I'm having problems for counting the number of lines in a messy csv.bz2 file.
Since this is a huge file I want to be able to preallocate a data frame before reading the bzip2 file with the read.csv() function.
As you can see in the following tests, my results are widely variable, and none of the correspond with the number of actual rows in the csv.bz2 file.
> system.time(nrec1 <- as.numeric(shell('type "MyFile.csv" | find /c ","', intern=T)))
user system elapsed
0.02 0.00 53.50
> nrec1
[1] 1060906
> system.time(nrec2 <- as.numeric(shell('type "MyFile.csv.bz2" | find /c ","', intern=T)))
user system elapsed
0.00 0.02 10.15
> nrec2
[1] 126715
> system.time(nrec3 <- as.numeric(shell('type "MyFile.csv" | find /v /c ""', intern=T)))
user system elapsed
0.00 0.02 53.10
> nrec3
[1] 1232705
> system.time(nrec4 <- as.numeric(shell('type "MyFile.csv.bz2" | find /v /c ""', intern=T)))

- _Problems to work on_
A) Answer these questions about the forum post on counting rows in a csv.bz2 file.
(i) Which function does the writer plan to use to read the bzip2 file?
(ii) What value is printed for nrec1?
(iii) What elapsed time is reported for the command that assigns nrec3?
B) Reproduce the forum post on counting rows in a csv.bz2 file between "Since this is" and "the csv.bz2 file.", inclusive.
C) Proceed with the forum post on counting rows in a csv.bz2 file, picking up after its final command.

- _Provided material_
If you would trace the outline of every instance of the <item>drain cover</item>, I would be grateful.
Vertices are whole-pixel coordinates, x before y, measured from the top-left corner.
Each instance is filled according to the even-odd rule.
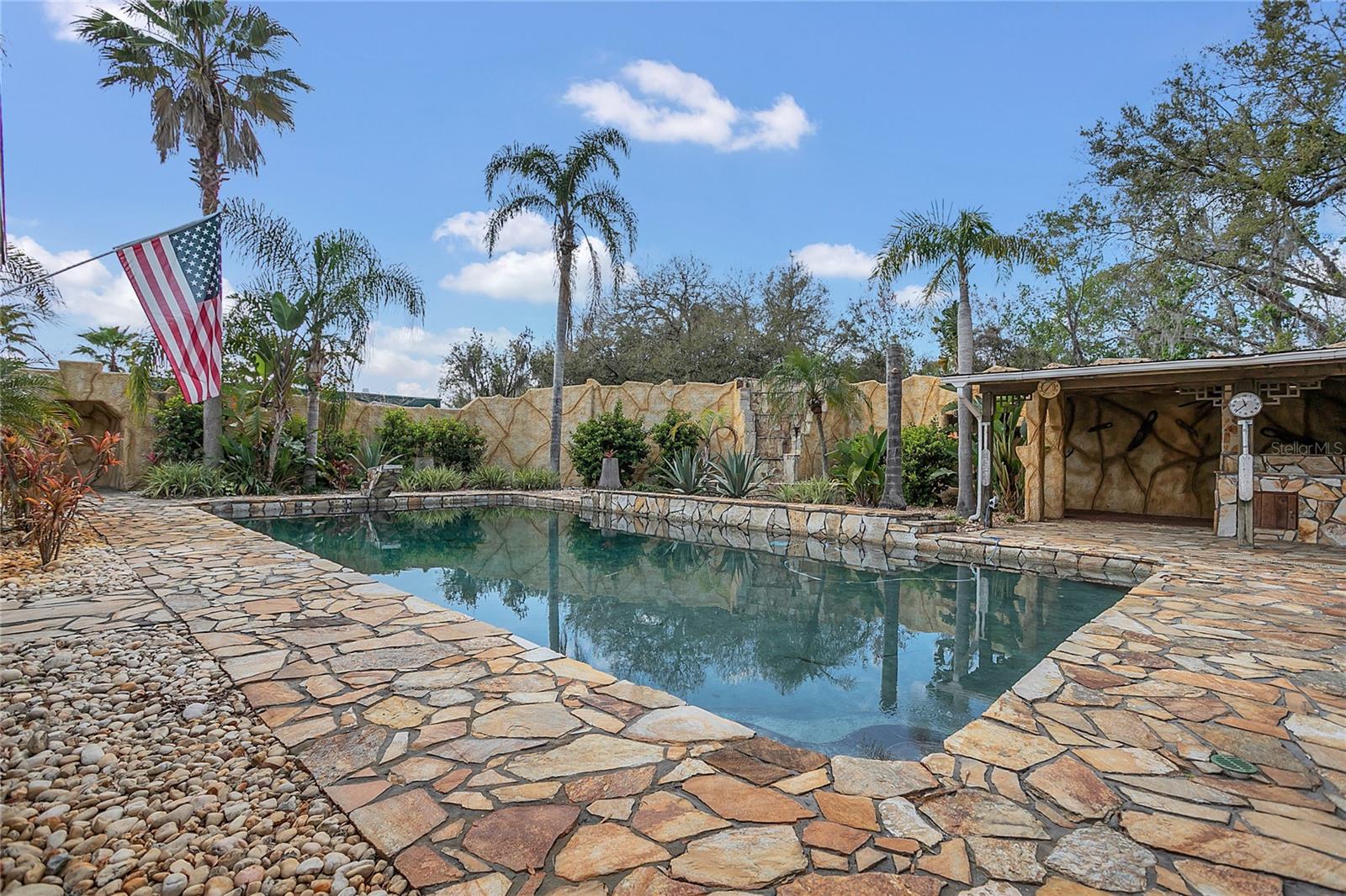
[[[1215,763],[1232,775],[1246,778],[1248,775],[1257,774],[1257,766],[1253,766],[1246,759],[1232,756],[1230,753],[1211,753],[1210,761]]]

- _Outputs for the tasks_
A)
(i) read.csv()
(ii) 1060906
(iii) 53.10

B)
Since this is a huge file I want to be able to preallocate a data frame before reading the bzip2 file with the read.csv() function.
As you can see in the following tests, my results are widely variable, and none of the correspond with the number of actual rows in the csv.bz2 file.

C)
user system elapsed
0.00 0.01 4.96
> nrec4
[1] 533062
The most interesting result is the one I called nrec4 since it takes no time, and it returns roughly half the number of rows of nrec1, but I'm totally unsure if the naive multiplication by 2 will be ok.
I have tried several other methods including fread() and hsTableReader() but the former crashes and the later is so slow that I won't even consider it further.
My questions are:
- Which reliable method can I use for counting the number of rows in a csv.bz2 file?
- It's ok to use a formula for calculating the number of rows directly in a csv.bz2 file without decompressing it?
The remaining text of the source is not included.